**DIRECTIONS FOR THIS TASK**
List each line of the data that holds the string "below", please.
━━ SOURCE RECORDS
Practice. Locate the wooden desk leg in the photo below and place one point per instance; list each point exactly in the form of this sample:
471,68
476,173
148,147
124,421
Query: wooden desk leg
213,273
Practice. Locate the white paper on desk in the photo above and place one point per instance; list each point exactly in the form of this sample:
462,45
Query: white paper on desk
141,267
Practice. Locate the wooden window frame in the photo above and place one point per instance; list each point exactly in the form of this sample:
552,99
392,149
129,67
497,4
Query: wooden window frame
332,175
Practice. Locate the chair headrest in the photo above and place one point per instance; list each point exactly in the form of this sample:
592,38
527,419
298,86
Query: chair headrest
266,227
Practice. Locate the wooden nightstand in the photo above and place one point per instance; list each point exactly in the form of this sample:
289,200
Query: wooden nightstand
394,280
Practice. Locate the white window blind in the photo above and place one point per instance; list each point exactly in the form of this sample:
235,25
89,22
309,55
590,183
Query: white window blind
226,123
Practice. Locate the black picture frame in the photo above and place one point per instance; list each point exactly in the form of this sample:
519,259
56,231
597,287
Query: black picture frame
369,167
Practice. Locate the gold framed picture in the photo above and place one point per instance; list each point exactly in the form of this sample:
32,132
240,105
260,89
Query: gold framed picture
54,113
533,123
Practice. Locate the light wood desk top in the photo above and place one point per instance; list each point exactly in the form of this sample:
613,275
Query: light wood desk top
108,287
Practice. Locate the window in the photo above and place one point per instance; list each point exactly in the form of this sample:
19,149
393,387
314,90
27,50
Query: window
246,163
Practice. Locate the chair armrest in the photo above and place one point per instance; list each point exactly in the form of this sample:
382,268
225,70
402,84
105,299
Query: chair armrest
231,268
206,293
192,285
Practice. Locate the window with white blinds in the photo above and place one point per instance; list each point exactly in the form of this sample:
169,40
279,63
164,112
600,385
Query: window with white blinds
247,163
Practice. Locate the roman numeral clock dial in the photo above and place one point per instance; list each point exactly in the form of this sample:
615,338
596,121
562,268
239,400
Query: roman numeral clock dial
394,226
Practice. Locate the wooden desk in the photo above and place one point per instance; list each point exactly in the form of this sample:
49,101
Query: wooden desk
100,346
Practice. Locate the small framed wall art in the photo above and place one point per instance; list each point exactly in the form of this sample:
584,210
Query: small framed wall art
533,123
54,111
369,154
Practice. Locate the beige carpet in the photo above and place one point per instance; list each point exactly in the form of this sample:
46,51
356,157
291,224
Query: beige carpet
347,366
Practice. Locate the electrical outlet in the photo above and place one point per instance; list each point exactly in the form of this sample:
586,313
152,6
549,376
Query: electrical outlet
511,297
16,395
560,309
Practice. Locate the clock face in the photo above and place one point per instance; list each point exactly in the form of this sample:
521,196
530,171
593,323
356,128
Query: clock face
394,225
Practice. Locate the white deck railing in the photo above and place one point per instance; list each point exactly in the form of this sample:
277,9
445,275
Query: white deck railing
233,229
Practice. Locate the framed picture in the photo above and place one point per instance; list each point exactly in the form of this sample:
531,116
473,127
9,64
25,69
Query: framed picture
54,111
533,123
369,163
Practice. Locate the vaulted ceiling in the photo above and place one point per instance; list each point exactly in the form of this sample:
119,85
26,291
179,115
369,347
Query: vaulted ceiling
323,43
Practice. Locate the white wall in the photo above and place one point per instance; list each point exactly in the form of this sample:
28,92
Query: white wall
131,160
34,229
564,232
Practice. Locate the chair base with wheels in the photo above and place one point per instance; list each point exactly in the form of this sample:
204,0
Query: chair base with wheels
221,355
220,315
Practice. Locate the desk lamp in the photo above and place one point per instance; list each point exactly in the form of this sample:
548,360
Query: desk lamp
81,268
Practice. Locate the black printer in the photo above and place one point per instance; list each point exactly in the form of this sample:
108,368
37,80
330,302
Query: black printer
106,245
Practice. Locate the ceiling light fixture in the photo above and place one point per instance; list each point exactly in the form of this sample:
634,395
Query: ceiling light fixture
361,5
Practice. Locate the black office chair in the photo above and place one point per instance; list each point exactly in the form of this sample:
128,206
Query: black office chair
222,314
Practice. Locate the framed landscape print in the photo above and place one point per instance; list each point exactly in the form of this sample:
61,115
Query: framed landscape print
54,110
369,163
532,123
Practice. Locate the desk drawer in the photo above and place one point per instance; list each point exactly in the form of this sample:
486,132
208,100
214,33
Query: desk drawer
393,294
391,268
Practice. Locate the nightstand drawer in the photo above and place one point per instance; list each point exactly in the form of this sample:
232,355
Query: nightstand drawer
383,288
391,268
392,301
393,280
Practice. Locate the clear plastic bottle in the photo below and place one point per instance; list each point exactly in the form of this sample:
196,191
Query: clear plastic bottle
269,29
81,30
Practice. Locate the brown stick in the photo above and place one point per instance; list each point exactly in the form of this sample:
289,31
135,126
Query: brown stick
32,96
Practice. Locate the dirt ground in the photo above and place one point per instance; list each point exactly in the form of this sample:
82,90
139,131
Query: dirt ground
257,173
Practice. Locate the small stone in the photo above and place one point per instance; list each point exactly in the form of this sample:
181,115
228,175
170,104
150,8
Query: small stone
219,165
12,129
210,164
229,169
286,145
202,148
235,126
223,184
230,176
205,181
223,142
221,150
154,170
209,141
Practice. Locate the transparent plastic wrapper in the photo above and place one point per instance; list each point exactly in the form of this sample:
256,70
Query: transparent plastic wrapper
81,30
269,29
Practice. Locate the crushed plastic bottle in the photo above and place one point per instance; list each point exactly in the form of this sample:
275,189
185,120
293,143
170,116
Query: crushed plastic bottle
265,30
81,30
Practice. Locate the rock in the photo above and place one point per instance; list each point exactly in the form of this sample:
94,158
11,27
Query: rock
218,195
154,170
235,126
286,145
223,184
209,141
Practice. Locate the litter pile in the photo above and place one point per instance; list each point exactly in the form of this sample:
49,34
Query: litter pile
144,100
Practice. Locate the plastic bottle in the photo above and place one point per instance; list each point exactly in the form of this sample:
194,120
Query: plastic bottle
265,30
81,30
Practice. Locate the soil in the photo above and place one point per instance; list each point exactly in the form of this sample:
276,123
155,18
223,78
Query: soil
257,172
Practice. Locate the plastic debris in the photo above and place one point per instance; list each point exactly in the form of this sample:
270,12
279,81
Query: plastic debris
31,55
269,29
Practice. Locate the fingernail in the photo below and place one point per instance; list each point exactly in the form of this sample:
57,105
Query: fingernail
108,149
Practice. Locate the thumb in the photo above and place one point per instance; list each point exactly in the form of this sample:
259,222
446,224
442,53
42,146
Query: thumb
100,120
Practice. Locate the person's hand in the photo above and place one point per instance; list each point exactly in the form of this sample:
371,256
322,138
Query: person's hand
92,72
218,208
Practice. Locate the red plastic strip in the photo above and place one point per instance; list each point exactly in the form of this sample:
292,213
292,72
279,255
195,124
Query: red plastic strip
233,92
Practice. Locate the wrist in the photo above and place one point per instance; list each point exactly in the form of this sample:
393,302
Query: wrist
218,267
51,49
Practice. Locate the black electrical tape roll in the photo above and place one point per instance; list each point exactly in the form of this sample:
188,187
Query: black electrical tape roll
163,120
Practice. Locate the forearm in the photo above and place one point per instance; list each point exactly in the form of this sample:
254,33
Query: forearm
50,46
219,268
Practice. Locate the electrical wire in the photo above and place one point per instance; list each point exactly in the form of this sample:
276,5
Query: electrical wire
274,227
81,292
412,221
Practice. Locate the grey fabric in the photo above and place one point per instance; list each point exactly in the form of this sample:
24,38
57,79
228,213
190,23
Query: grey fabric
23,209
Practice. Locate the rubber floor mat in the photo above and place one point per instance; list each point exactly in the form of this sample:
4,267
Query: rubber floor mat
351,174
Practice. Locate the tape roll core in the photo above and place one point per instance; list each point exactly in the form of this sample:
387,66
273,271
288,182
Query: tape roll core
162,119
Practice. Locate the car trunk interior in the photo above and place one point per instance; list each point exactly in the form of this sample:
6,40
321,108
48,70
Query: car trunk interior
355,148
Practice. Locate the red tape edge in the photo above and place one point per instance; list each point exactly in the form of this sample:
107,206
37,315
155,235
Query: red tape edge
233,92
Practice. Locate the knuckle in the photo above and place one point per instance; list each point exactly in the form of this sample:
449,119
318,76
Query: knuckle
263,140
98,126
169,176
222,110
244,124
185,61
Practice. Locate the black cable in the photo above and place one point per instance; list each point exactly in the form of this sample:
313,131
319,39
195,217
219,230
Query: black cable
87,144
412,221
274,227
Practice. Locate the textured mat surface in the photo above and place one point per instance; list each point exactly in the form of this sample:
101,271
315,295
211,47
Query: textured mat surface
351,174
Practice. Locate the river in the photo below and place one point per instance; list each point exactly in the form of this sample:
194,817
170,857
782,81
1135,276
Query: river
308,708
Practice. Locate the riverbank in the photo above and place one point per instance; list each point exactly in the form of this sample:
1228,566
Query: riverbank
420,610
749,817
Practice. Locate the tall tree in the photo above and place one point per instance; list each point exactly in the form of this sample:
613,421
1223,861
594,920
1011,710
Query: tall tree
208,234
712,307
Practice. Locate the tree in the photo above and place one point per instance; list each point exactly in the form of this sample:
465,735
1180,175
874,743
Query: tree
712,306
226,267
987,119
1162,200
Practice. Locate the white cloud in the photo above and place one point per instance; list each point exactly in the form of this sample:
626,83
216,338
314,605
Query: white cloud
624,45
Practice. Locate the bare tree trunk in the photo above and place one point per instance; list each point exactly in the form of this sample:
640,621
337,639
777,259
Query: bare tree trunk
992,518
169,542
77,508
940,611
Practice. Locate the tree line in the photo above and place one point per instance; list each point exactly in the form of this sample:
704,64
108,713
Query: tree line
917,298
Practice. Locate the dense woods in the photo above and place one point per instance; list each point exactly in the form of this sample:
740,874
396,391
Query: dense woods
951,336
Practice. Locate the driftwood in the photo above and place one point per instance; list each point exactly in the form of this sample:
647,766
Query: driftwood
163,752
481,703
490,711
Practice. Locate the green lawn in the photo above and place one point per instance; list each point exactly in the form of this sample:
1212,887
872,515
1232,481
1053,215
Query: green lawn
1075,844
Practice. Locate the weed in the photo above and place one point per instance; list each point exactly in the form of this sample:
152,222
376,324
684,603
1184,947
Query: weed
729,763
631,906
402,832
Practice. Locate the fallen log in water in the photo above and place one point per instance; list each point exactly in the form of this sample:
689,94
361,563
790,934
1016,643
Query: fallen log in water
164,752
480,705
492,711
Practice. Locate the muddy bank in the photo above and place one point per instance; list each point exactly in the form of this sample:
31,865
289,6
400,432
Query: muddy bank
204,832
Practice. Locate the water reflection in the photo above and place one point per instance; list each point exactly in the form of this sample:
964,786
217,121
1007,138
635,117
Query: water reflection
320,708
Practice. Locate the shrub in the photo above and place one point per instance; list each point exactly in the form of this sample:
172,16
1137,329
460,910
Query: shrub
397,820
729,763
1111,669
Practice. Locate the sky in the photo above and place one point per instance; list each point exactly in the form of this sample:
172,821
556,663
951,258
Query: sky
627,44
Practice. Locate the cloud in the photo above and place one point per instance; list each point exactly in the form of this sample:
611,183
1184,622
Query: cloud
━━━━
**REPLY**
Practice. Locate the wooden desk leg in the photo below and place one point per instance; list each point exactly in the form of this sample:
Practice. Locate the clear plastic bottle in the photo below and place one point per instance; list each point exactly in the form of this sample:
Practice. Locate the fingernail in the photo below and place one point per instance; list each point exactly in the form of this sample:
Practice. Locate the river in the photo below and place one point per instance; list each point exactly in the form of this sample:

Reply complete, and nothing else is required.